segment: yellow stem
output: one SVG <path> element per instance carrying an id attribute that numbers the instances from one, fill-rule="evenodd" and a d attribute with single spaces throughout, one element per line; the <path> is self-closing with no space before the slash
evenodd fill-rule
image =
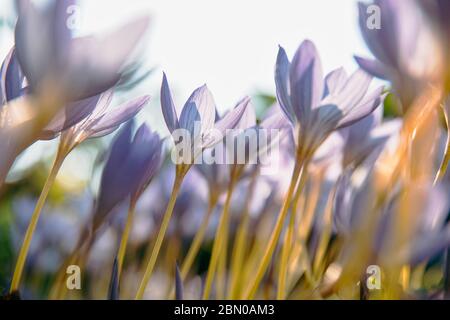
<path id="1" fill-rule="evenodd" d="M 125 258 L 125 251 L 127 249 L 128 238 L 130 236 L 131 227 L 133 226 L 135 209 L 136 209 L 136 201 L 132 200 L 130 202 L 130 207 L 128 209 L 127 222 L 125 224 L 125 228 L 123 229 L 122 239 L 120 240 L 119 251 L 117 253 L 117 266 L 119 279 L 122 273 L 123 260 Z"/>
<path id="2" fill-rule="evenodd" d="M 286 278 L 288 272 L 288 259 L 290 248 L 292 244 L 292 238 L 295 227 L 295 214 L 291 212 L 289 219 L 289 226 L 284 237 L 284 243 L 281 249 L 281 261 L 278 270 L 278 290 L 277 290 L 277 300 L 282 300 L 286 296 Z"/>
<path id="3" fill-rule="evenodd" d="M 187 172 L 187 170 L 186 170 Z M 175 207 L 175 202 L 177 200 L 178 193 L 180 191 L 181 183 L 183 181 L 184 175 L 186 172 L 177 172 L 175 176 L 175 182 L 172 189 L 172 194 L 170 195 L 169 203 L 166 208 L 166 212 L 164 213 L 164 217 L 161 223 L 161 227 L 158 232 L 158 236 L 156 237 L 155 246 L 153 247 L 152 254 L 150 256 L 150 260 L 147 263 L 147 268 L 145 269 L 144 277 L 139 285 L 139 289 L 136 293 L 136 300 L 142 299 L 144 296 L 145 288 L 152 276 L 153 268 L 156 264 L 156 259 L 158 258 L 159 251 L 161 249 L 161 245 L 166 234 L 167 228 L 169 226 L 170 218 L 172 217 L 173 208 Z"/>
<path id="4" fill-rule="evenodd" d="M 228 293 L 229 299 L 237 299 L 240 290 L 240 280 L 242 279 L 243 272 L 240 270 L 243 268 L 244 254 L 247 249 L 247 230 L 250 222 L 250 204 L 253 200 L 256 178 L 258 177 L 259 170 L 256 169 L 251 177 L 249 191 L 247 195 L 247 201 L 245 202 L 244 212 L 242 213 L 241 223 L 237 230 L 236 238 L 233 245 L 233 253 L 231 256 L 231 287 Z"/>
<path id="5" fill-rule="evenodd" d="M 226 252 L 223 252 L 223 247 L 224 247 L 223 241 L 226 239 L 231 196 L 233 194 L 233 190 L 234 190 L 236 181 L 237 181 L 237 170 L 236 170 L 236 166 L 234 166 L 231 181 L 228 186 L 227 198 L 226 198 L 225 204 L 223 206 L 222 215 L 220 216 L 219 225 L 217 227 L 216 235 L 214 238 L 211 259 L 209 261 L 208 272 L 206 275 L 205 289 L 203 291 L 203 299 L 208 299 L 209 295 L 211 293 L 212 282 L 214 280 L 214 275 L 215 275 L 216 268 L 217 268 L 217 265 L 219 262 L 220 253 L 222 252 L 222 254 L 226 254 Z"/>
<path id="6" fill-rule="evenodd" d="M 183 280 L 186 279 L 189 270 L 191 269 L 192 264 L 194 263 L 194 260 L 197 257 L 198 251 L 200 250 L 200 246 L 205 238 L 206 231 L 208 230 L 209 220 L 211 218 L 212 213 L 214 212 L 216 204 L 217 204 L 217 197 L 214 197 L 213 199 L 210 200 L 208 210 L 205 216 L 203 217 L 203 221 L 197 233 L 195 234 L 194 240 L 192 240 L 192 244 L 188 250 L 186 259 L 184 260 L 181 266 L 181 278 Z"/>
<path id="7" fill-rule="evenodd" d="M 289 219 L 289 225 L 286 232 L 286 236 L 284 239 L 284 243 L 281 249 L 281 261 L 278 273 L 278 290 L 277 290 L 277 299 L 284 299 L 286 296 L 286 278 L 288 273 L 288 261 L 289 255 L 291 253 L 292 247 L 292 239 L 294 237 L 294 229 L 295 229 L 295 216 L 298 211 L 298 202 L 300 199 L 300 195 L 302 194 L 303 187 L 306 183 L 306 167 L 307 163 L 305 162 L 301 171 L 300 182 L 297 186 L 297 190 L 295 192 L 294 198 L 292 200 L 292 210 L 291 216 Z M 306 248 L 305 248 L 306 250 Z"/>
<path id="8" fill-rule="evenodd" d="M 61 157 L 58 153 L 53 163 L 52 169 L 50 170 L 50 173 L 47 177 L 47 180 L 45 181 L 44 187 L 42 188 L 38 202 L 36 203 L 36 207 L 34 208 L 33 215 L 31 216 L 30 223 L 28 224 L 25 238 L 23 240 L 22 246 L 19 251 L 19 256 L 17 258 L 16 267 L 14 268 L 14 275 L 11 282 L 10 293 L 13 293 L 19 289 L 20 279 L 22 278 L 23 269 L 28 256 L 28 251 L 30 249 L 31 240 L 33 239 L 34 231 L 36 230 L 36 226 L 39 221 L 42 208 L 44 207 L 45 200 L 47 199 L 50 189 L 55 182 L 56 176 L 58 175 L 58 171 L 61 168 L 63 161 L 64 157 Z"/>
<path id="9" fill-rule="evenodd" d="M 216 283 L 216 299 L 217 300 L 223 300 L 225 298 L 226 293 L 226 268 L 227 268 L 227 236 L 228 234 L 228 227 L 225 227 L 227 231 L 224 231 L 224 236 L 222 238 L 222 247 L 221 252 L 222 254 L 219 254 L 219 262 L 217 263 L 217 283 Z"/>
<path id="10" fill-rule="evenodd" d="M 286 215 L 288 213 L 291 204 L 292 195 L 294 193 L 294 189 L 297 185 L 297 180 L 301 172 L 303 172 L 302 165 L 299 162 L 297 162 L 294 167 L 294 172 L 292 173 L 291 183 L 289 185 L 288 192 L 285 196 L 283 206 L 281 207 L 280 214 L 278 215 L 277 222 L 275 224 L 275 229 L 272 232 L 269 243 L 267 244 L 267 247 L 264 251 L 264 255 L 258 266 L 255 276 L 250 281 L 248 289 L 244 294 L 244 299 L 252 299 L 255 296 L 256 290 L 258 290 L 259 284 L 264 274 L 266 273 L 266 270 L 270 263 L 270 259 L 272 258 L 272 255 L 277 246 L 277 242 L 280 237 L 284 221 L 286 219 Z"/>

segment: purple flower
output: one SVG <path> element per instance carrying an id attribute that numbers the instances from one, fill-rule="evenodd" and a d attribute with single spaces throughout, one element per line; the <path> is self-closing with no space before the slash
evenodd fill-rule
<path id="1" fill-rule="evenodd" d="M 430 23 L 434 24 L 440 36 L 440 45 L 444 51 L 444 63 L 447 72 L 447 91 L 450 91 L 450 3 L 446 0 L 418 1 L 428 15 Z"/>
<path id="2" fill-rule="evenodd" d="M 132 130 L 133 122 L 129 122 L 111 146 L 100 182 L 93 231 L 125 199 L 137 200 L 161 165 L 162 141 L 158 134 L 145 124 L 134 137 Z"/>
<path id="3" fill-rule="evenodd" d="M 358 184 L 351 171 L 346 171 L 337 183 L 334 198 L 334 228 L 345 237 L 366 223 L 368 214 L 374 214 L 373 180 L 369 173 Z M 450 245 L 450 225 L 446 224 L 449 209 L 448 188 L 432 186 L 429 182 L 408 186 L 408 192 L 398 188 L 389 196 L 387 205 L 380 212 L 375 230 L 373 249 L 383 263 L 416 265 L 433 257 Z M 406 198 L 405 198 L 406 197 Z M 405 208 L 405 202 L 408 207 Z M 408 210 L 410 237 L 393 242 L 397 232 L 400 210 Z M 367 225 L 366 225 L 367 227 Z M 398 250 L 395 255 L 392 248 Z"/>
<path id="4" fill-rule="evenodd" d="M 185 163 L 192 164 L 201 152 L 222 141 L 226 130 L 234 128 L 248 108 L 250 99 L 245 98 L 223 119 L 215 123 L 216 105 L 211 92 L 203 85 L 191 94 L 183 106 L 180 117 L 177 115 L 166 75 L 161 85 L 161 108 L 167 128 L 172 135 L 182 129 L 188 133 L 193 152 Z M 183 136 L 183 139 L 186 138 Z M 194 150 L 195 148 L 195 150 Z"/>
<path id="5" fill-rule="evenodd" d="M 44 128 L 41 139 L 53 139 L 63 131 L 61 144 L 70 152 L 86 139 L 112 133 L 142 110 L 150 99 L 141 96 L 112 108 L 112 97 L 113 90 L 108 90 L 97 98 L 77 102 L 78 108 L 68 108 L 65 113 L 61 111 Z"/>
<path id="6" fill-rule="evenodd" d="M 120 80 L 148 24 L 143 18 L 102 37 L 72 38 L 67 8 L 74 4 L 49 1 L 37 8 L 18 1 L 15 48 L 0 71 L 0 186 L 28 146 L 92 113 L 99 94 Z"/>
<path id="7" fill-rule="evenodd" d="M 59 90 L 78 100 L 111 88 L 148 25 L 141 18 L 110 34 L 73 38 L 67 26 L 73 5 L 74 0 L 50 1 L 42 9 L 18 1 L 15 43 L 31 92 Z"/>
<path id="8" fill-rule="evenodd" d="M 446 0 L 417 1 L 435 24 L 447 45 L 450 44 L 450 3 Z M 450 48 L 448 48 L 450 49 Z"/>
<path id="9" fill-rule="evenodd" d="M 278 102 L 293 125 L 297 145 L 313 152 L 334 130 L 366 117 L 381 103 L 382 88 L 368 93 L 372 77 L 362 70 L 347 76 L 340 68 L 322 75 L 314 44 L 305 40 L 292 63 L 280 47 L 275 67 Z"/>
<path id="10" fill-rule="evenodd" d="M 368 117 L 341 130 L 345 138 L 343 166 L 357 167 L 371 158 L 376 160 L 389 138 L 398 133 L 401 120 L 382 123 L 383 108 L 378 108 Z"/>
<path id="11" fill-rule="evenodd" d="M 413 1 L 375 0 L 380 9 L 380 28 L 369 28 L 368 7 L 359 3 L 359 25 L 376 60 L 356 56 L 359 66 L 371 75 L 392 82 L 403 109 L 419 89 L 436 76 L 439 52 Z"/>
:::
• EXERCISE: The answer must be every line of the listing that holds the word "segment".

• FINISHED EXERCISE:
segment: yellow stem
segment: purple flower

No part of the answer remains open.